● **EXERCÍCIO PROPOSTO 1**
Traduza para o inglês esta frase do texto citado: "Na perspectiva directamente social, a nova Sociedade vai herdar gravíssimos problemas de habitação e de inserção urbana dos guetos para onde foram enviados muitos milhares de “pobres” no âmbito dos processos de “realojamento”, muitos deles promovidos para dar lugar à valorização de terrenos segundo os interesses do capital financeiro, expulsando os estratos populares dos centros das cidades para aqui criar os seus próprios “centros de negócios”, as “manhattan” e as “city” à portuguesa."

● **TEXTO CITADO**
···

Na perspectiva directamente social, a nova Sociedade vai herdar gravíssimos problemas de habitação e de inserção urbana dos guetos para onde foram enviados muitos milhares de “pobres” no âmbito dos processos de “realojamento”, muitos deles promovidos para dar lugar à valorização de terrenos segundo os interesses do capital financeiro, expulsando os estratos populares dos centros das cidades para aqui criar os seus próprios “centros de negócios”, as “manhattan” e as “city” à portuguesa.
Também no âmbito da habitação e da urbanização a nova Sociedade de Comunidades Solidárias deverá estabelecer as “capitações” em diversas vertentes (áreas habitacional, de espaços verdes, etc.) consideradas racionais para serem estabelecidas como “direito humano”, a serem asseguradas a todos os cidadãos de modo tendencialmente gratuito, desestimulando as utilizações excedentárias de espaço urbano, ao mesmo tempo que incentivará a criação de novos modelos de habitação colectiva que favoreçam a socialização e a utilização comunitária de muitos activos e equipamentos.

···

● **EXERCÍCIO PROPOSTO 2**
Mostre cada linha dos registros abaixo em que aparece a palavra "vine".

···

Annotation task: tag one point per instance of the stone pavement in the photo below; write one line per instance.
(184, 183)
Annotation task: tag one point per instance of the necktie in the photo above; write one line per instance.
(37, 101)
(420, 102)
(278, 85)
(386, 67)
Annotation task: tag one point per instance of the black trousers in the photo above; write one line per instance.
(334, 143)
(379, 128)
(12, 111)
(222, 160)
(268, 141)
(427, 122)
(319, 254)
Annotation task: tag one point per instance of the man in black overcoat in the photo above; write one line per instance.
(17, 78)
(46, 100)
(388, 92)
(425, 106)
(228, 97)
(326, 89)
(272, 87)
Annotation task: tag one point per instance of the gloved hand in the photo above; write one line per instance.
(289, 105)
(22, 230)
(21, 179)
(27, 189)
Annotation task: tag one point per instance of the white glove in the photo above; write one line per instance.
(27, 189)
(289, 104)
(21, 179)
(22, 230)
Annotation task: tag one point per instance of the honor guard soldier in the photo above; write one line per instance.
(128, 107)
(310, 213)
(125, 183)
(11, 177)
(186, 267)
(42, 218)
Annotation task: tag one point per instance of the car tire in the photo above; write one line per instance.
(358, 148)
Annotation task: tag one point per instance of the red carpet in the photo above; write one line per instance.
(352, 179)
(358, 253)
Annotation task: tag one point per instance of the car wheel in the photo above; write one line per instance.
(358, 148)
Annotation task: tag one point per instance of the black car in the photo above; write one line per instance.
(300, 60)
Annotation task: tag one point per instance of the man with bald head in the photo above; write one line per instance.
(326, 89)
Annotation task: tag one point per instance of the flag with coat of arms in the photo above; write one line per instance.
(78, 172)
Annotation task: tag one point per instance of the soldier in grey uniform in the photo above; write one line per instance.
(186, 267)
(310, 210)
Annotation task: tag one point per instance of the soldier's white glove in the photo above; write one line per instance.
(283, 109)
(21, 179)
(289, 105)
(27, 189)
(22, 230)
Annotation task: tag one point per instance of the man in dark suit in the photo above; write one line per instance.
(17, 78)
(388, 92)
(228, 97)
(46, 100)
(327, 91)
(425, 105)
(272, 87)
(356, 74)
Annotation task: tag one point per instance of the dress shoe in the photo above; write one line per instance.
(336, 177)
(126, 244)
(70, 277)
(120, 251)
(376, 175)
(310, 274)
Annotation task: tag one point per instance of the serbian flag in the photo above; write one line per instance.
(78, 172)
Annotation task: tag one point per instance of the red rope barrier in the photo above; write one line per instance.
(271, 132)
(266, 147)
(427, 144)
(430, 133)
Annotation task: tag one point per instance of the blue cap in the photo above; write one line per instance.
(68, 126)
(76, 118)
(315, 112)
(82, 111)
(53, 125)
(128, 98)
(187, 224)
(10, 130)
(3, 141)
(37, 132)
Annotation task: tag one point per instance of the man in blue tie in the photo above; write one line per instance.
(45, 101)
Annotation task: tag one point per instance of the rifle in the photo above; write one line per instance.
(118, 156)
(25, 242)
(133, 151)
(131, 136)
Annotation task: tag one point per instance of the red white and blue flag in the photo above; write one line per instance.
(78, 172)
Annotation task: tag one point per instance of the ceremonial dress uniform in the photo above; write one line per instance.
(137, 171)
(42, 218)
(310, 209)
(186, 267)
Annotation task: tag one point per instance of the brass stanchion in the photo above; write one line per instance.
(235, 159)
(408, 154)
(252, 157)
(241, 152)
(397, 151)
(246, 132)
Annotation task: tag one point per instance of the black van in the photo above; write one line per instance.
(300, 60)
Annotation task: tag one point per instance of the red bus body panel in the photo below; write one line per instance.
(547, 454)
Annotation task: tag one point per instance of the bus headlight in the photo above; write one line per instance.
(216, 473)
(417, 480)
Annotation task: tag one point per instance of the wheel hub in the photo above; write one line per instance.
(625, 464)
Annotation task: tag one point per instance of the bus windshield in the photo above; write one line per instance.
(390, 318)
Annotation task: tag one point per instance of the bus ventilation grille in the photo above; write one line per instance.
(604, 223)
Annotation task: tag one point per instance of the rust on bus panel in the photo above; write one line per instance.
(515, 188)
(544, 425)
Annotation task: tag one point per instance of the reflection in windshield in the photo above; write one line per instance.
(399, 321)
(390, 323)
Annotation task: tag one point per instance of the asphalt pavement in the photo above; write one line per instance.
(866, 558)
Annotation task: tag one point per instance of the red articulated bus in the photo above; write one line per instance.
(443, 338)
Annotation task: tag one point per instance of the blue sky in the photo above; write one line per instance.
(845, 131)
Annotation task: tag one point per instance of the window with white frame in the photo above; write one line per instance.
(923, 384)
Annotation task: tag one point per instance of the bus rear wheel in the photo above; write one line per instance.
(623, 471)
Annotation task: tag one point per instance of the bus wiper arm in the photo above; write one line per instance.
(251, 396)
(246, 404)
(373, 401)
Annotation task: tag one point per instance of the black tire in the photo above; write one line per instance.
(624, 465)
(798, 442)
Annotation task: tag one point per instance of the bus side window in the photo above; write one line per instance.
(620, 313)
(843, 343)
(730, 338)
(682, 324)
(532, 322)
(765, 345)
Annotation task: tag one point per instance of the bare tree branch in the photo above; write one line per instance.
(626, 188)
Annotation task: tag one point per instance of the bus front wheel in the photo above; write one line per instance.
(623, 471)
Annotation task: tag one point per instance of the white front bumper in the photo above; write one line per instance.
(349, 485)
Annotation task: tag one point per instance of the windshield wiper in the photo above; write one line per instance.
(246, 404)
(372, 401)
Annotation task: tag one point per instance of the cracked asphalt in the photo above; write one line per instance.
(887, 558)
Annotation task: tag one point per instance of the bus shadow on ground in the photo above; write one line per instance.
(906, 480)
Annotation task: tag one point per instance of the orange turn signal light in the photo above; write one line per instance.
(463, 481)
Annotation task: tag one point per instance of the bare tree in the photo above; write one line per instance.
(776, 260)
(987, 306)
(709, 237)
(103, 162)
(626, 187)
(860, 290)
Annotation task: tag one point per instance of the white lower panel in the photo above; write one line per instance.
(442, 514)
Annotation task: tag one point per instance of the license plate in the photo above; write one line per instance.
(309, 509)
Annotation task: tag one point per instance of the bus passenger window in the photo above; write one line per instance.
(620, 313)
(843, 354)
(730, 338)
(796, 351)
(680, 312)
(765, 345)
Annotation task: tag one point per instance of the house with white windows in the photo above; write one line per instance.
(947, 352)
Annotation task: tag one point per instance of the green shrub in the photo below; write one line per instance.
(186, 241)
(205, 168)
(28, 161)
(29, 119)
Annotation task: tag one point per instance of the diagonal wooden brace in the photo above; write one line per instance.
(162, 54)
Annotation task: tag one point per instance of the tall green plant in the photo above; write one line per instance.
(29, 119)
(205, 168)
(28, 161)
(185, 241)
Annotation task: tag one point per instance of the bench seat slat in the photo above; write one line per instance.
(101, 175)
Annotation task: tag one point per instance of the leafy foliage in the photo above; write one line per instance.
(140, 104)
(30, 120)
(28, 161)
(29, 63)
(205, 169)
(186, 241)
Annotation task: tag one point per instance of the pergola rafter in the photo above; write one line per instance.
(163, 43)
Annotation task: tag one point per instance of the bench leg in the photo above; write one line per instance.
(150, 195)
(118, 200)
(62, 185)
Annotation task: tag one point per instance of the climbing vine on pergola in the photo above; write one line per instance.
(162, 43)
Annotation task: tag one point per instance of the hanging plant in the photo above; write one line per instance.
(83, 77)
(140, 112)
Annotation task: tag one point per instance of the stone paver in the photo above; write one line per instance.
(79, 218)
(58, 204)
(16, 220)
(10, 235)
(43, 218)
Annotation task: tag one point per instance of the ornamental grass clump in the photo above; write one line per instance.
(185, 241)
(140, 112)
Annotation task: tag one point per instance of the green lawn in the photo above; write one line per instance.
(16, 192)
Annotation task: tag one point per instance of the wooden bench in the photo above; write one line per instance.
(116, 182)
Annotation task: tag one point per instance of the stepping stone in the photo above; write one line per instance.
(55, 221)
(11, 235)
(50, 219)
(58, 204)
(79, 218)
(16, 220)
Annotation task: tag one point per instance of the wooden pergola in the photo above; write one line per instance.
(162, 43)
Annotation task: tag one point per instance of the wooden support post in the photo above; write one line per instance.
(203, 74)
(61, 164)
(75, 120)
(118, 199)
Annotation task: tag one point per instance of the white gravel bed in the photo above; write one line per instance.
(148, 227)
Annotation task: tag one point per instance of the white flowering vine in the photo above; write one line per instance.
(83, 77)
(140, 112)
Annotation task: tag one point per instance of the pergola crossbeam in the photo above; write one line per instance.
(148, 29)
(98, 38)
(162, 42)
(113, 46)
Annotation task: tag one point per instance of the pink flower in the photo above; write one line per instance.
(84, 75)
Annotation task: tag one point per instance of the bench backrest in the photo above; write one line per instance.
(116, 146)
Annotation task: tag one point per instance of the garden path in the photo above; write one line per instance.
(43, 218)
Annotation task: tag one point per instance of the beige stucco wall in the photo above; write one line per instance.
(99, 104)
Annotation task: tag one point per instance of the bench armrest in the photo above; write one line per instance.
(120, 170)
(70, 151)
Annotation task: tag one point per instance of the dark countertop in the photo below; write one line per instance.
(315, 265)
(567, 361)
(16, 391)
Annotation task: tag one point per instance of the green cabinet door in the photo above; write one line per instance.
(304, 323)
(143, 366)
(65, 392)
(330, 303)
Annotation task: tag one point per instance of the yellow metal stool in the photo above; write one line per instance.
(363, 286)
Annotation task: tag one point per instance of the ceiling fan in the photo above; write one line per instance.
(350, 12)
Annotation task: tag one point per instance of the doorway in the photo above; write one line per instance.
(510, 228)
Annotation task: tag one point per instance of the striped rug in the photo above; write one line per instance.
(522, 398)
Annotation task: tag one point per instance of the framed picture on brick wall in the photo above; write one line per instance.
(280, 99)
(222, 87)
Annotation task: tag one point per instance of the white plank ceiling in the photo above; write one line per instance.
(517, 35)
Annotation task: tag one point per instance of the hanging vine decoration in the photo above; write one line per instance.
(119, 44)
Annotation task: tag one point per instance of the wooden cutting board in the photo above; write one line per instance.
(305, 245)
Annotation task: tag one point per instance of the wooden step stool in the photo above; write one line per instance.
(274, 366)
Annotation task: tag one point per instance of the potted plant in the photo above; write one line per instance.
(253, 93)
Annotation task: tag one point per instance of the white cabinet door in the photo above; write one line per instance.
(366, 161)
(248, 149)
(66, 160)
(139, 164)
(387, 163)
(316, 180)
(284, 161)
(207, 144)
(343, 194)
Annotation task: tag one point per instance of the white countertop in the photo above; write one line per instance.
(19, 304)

···

● **RESPOSTA 1**
From a directly social perspective, the new Society will inherit very serious problems of housing and of urban integration of the ghettos to which many thousands of “poor” people were sent as part of “rehousing” processes, many of them promoted to make way for the appreciation of land according to the interests of financial capital, driving the working classes out of city centers in order to create here their own “business centers”, the Portuguese-style “manhattan” and “city”.

● **RESPOSTA 2**
Annotation task: tag one point per instance of the climbing vine on pergola in the photo above; write one line per instance.
Annotation task: tag one point per instance of the white flowering vine in the photo above; write one line per instance.
Annotation task: tag one point per instance of the hanging vine decoration in the photo above; write one line per instance.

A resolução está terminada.